Task instructions:
Reproduce the following records verbatim, omitting the pictures from your answer.

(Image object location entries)
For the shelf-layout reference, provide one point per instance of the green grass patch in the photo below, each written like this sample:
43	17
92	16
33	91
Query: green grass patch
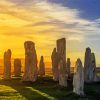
44	89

Result of the task:
For the shelf-layout reference, provide one point per instance of the green grass patch in the photo below, each written like this sample:
43	17
92	16
33	91
Query: green grass patch
44	89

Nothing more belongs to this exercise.